-- Seçilen bölüm --
■ ■ ■ ■ ■ ■ ■
Merhaba Sevgili Dostlar!
Her insanın yolculuğu belki doğumundan yüzyıllar öncesinde başlar ve yüzyıllar sonrasına kadar devam eder. Benim yolculuğumun sizinle buluşmama vesile olan kısmı bundan 10 küsur yıl önce Kocaeli’de başladı.
Genç bir üniversite öğrencisi olarak geldiğimiz bu şehirde yalnızca okula gitmenin, sokaklarında dolaşmanın, kaynaklarından faydalanmanın yaşamak olmadığını hissetmiştik. Yaşamak bundan fazlası olmalıydı.
Öğrenci olan arkadaşlarımızla birlikte bir dernek kurmaya karar verdik.
“Yetişkin” menfaatlerin dahil olmadığı, sadece toplumsal sorumluluk bilinciyle çalışacak ve bulunduğumuz şehirde dezavantajlı insanlara destek olmamızı sağlayacak bir dernekti. O dönem hesaplarımıza yatan burslarımızı birleştirerek bu hedefimiz için sabah akşam çalışmaya başladık. Asla unutamam; Tüm heyecanımızla kuruluş için müracaat ettiğimiz gün, başvurumuzu onaylayacak müdür beyin bizi karşısına çekip: “Dernek işi çocuk oyuncağı değildir! Burada yapacağınız bir hatada başınızı yakarım!” deyişini (gençlere sunduğumuz bu harika motivasyon başka bir yazımızın konusu olacaktır).
■ ■ ■ ■ ■ ■ ■
-- Yapılacak işler --
A. Seçilen bölüme göre şu ifadelerin her biri doğru mu? Her biri için evet ya da hayır deyin ve belirleyici sözleri bölümden aynen alıntılayın. (i) Yazarın okurlarla buluşmasına vesile olan yolculuk kısmı İstanbul'da başladı. (ii) Dernek kurma kararı öğrenci arkadaşlarla birlikte alındı. (iii) Dernek hedefi için hesaplara yatan burslar birleştirildi.
B. Seçilen bölümde “Her insanın yolculuğu” sözleriyle başlayıp “önce Kocaeli’de başladı.” sözlerine kadar süren kısmı olduğu gibi kopyalayın.

-- Verilen satırlar --
■ ■ ■ ■ ■ ■ ■
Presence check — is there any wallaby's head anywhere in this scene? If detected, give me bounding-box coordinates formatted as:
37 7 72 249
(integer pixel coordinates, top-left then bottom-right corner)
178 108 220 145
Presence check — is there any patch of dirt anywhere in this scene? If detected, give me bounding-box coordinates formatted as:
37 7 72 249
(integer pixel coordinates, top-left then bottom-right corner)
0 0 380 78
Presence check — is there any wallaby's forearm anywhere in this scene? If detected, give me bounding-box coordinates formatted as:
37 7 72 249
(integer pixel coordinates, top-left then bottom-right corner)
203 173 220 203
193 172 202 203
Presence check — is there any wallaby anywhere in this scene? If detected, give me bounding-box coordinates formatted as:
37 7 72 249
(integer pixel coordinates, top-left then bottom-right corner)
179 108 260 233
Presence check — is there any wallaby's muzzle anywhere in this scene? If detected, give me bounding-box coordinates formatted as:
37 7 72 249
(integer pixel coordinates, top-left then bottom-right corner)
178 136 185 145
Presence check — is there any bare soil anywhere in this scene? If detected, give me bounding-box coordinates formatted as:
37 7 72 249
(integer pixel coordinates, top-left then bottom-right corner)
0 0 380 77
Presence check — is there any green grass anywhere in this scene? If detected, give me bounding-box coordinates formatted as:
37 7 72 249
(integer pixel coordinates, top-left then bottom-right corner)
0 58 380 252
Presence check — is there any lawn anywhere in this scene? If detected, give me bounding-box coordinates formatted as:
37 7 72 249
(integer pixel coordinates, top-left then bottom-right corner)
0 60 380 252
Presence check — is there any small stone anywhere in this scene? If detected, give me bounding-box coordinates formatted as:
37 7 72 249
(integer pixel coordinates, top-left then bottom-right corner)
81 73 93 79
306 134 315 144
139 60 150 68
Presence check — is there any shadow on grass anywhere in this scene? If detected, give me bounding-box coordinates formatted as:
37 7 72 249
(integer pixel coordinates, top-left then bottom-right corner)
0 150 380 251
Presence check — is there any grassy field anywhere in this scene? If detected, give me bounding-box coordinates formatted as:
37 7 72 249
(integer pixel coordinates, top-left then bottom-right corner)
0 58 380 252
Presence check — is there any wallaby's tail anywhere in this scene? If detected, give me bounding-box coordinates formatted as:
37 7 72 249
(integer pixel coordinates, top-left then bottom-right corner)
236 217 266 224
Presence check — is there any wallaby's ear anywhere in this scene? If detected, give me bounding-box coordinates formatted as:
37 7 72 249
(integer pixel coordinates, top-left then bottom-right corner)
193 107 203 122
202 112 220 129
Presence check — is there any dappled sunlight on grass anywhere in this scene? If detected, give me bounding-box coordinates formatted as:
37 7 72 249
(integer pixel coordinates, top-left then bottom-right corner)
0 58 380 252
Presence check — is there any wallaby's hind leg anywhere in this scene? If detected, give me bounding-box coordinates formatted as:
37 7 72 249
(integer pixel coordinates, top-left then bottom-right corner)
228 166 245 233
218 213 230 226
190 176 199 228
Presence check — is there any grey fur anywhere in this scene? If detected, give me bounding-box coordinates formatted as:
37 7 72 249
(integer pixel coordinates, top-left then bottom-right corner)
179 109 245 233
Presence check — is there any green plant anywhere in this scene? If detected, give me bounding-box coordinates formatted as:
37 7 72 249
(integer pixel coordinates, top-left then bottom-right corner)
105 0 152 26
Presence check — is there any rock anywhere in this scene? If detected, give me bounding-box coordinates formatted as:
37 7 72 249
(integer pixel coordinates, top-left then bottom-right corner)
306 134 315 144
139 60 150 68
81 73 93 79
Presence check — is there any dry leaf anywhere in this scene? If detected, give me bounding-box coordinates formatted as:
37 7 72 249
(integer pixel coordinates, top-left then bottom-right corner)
■ ■ ■ ■ ■ ■ ■
-- Görev yanıtları --
A.
(i) Hayır: "Benim yolculuğumun sizinle buluşmama vesile olan kısmı bundan 10 küsur yıl önce Kocaeli’de başladı."
(ii) Evet: "Öğrenci olan arkadaşlarımızla birlikte bir dernek kurmaya karar verdik."
(iii) Evet: "O dönem hesaplarımıza yatan burslarımızı birleştirerek bu hedefimiz için sabah akşam çalışmaya başladık."

B.
Her insanın yolculuğu belki doğumundan yüzyıllar öncesinde başlar ve yüzyıllar sonrasına kadar devam eder. Benim yolculuğumun sizinle buluşmama vesile olan kısmı bundan 10 küsur yıl önce Kocaeli’de başladı.